Problem requirements =>
Count the lines in the items below that contain the string "hood", treating case as significant. Reply with the number alone.

Entries =>
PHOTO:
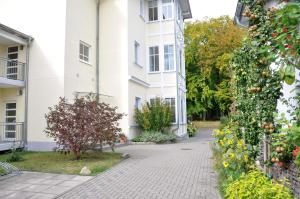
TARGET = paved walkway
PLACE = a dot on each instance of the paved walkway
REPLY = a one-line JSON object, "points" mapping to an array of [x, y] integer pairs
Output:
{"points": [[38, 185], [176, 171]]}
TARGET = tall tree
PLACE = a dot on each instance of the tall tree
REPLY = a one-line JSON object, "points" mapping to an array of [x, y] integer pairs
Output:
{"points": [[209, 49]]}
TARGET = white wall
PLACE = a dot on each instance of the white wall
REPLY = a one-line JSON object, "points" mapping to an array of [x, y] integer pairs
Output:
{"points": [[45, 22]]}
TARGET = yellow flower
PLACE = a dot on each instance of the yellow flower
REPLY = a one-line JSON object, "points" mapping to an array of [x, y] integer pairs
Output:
--
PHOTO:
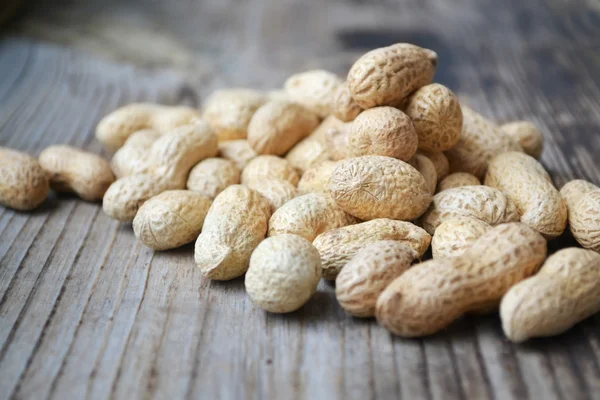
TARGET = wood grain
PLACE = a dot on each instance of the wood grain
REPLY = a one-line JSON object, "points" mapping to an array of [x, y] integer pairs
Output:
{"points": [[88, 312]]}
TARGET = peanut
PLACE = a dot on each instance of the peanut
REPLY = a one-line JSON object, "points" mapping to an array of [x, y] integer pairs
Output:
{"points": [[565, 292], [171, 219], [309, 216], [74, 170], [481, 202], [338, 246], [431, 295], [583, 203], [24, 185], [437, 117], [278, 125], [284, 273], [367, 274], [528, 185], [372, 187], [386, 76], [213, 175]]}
* * *
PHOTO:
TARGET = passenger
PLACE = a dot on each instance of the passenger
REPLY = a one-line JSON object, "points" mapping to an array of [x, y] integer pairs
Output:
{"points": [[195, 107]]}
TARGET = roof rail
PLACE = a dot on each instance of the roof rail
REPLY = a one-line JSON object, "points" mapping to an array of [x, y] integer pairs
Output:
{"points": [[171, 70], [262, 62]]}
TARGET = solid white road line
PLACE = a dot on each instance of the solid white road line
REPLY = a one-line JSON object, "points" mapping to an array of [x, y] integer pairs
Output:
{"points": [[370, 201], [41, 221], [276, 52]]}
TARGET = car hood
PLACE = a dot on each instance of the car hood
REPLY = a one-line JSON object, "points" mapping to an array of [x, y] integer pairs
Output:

Answer to this problem =>
2